Work item
Retype all of the lines below with no changes.

Saved entries:
◇ ◇ ◇ ◇ ◇

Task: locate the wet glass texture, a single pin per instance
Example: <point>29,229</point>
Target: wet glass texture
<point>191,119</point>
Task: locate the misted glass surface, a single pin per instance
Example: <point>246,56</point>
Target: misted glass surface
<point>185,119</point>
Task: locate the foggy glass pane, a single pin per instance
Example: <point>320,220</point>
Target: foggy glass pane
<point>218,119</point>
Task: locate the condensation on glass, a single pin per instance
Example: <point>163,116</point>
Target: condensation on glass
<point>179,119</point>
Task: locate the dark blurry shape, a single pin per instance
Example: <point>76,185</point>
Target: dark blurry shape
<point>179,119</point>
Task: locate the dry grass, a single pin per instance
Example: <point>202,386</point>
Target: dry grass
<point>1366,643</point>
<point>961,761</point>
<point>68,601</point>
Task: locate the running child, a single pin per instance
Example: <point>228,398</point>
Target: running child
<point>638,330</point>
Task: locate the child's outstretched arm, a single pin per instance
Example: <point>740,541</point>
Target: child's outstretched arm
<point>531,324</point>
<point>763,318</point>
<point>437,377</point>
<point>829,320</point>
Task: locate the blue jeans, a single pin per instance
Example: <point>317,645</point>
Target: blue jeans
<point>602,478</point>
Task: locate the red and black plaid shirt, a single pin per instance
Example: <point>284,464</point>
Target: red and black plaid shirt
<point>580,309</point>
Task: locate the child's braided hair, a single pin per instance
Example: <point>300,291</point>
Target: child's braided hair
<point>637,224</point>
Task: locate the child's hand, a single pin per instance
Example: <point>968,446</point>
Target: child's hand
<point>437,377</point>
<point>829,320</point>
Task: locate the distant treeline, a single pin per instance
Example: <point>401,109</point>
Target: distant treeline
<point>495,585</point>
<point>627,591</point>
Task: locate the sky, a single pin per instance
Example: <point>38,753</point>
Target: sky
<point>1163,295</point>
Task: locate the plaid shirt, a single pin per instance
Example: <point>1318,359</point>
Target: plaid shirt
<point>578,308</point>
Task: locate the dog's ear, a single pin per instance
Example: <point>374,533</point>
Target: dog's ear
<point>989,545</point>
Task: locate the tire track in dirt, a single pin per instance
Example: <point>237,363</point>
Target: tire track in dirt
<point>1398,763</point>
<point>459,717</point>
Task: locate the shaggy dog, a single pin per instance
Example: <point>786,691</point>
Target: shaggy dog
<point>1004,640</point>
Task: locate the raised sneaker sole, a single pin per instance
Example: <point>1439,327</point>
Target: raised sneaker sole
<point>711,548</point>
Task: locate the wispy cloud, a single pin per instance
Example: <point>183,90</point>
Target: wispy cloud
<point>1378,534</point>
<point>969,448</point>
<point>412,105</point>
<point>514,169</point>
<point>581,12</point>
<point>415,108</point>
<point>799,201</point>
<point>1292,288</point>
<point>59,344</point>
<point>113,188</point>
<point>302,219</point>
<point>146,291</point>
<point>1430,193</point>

◇ ◇ ◇ ◇ ◇

Written solution
Task: locate the wet glass texture, a single pin per instance
Example: <point>29,229</point>
Target: wet glass texture
<point>191,119</point>
Task: locate the misted glass surface, a single pin per instance
Example: <point>246,56</point>
Target: misted glass surface
<point>185,119</point>
Task: locate the foggy glass pane, a single pin per instance
Example: <point>320,220</point>
Target: foggy glass pane
<point>218,119</point>
Task: locate the condensation on glass, a single pin per instance
Example: <point>163,116</point>
Target: condensation on glass
<point>179,119</point>
Task: locate the dark blurry shape, a single pin per instance
Example: <point>76,185</point>
Target: dark blurry shape
<point>179,119</point>
Task: locate the dry grass, a single pin per instance
Example: <point>202,386</point>
Target: dry grass
<point>1366,643</point>
<point>961,761</point>
<point>68,601</point>
Task: locate the running child, a single pin per instance
Example: <point>228,398</point>
Target: running child
<point>638,330</point>
Task: locate the child's outstretched arm, a single pin per instance
Example: <point>740,541</point>
Target: child's outstretched arm
<point>531,324</point>
<point>763,318</point>
<point>437,377</point>
<point>829,320</point>
Task: locate the blue jeans, a single pin per instance
Example: <point>317,645</point>
Target: blue jeans
<point>602,478</point>
Task: locate the red and black plaid shirt, a single pin per instance
Example: <point>284,464</point>
Target: red and black plaid shirt
<point>580,309</point>
Task: locate the child's braided hair, a single pin per instance
Example: <point>300,291</point>
Target: child's braided hair
<point>637,224</point>
Task: locate the child's hand, a single pin per instance
Example: <point>968,446</point>
Target: child's hand
<point>437,377</point>
<point>829,320</point>
Task: locate the distant treeline, a single pin per instance
Example: <point>401,109</point>
Target: distant treeline
<point>495,585</point>
<point>627,591</point>
Task: locate the sky, a single pin per instance
Example: <point>38,753</point>
Target: sky
<point>1163,295</point>
Task: locate the plaid shirt, a single pin per instance
Example: <point>1318,359</point>
Target: plaid shirt
<point>578,308</point>
Task: locate the dog's ear, a single pin per instance
Example: <point>374,533</point>
Target: dog's ear
<point>989,545</point>
Task: locate the tire track in dirt, a single pin per instance
Example: <point>237,363</point>
Target: tire track in dirt
<point>1398,763</point>
<point>459,717</point>
Task: locate the shaggy dog, a single pin per instance
Example: <point>786,691</point>
Target: shaggy dog
<point>1004,640</point>
Task: locate the raised sneaker sole, a single pin per instance
Example: <point>1439,327</point>
Target: raised sneaker sole
<point>711,548</point>
Task: locate the wispy cloud, a single pin per instance
Example: <point>183,90</point>
Target: wispy cloud
<point>1378,534</point>
<point>969,448</point>
<point>412,105</point>
<point>514,169</point>
<point>581,12</point>
<point>415,108</point>
<point>799,201</point>
<point>1292,288</point>
<point>59,344</point>
<point>113,188</point>
<point>302,219</point>
<point>146,291</point>
<point>1430,193</point>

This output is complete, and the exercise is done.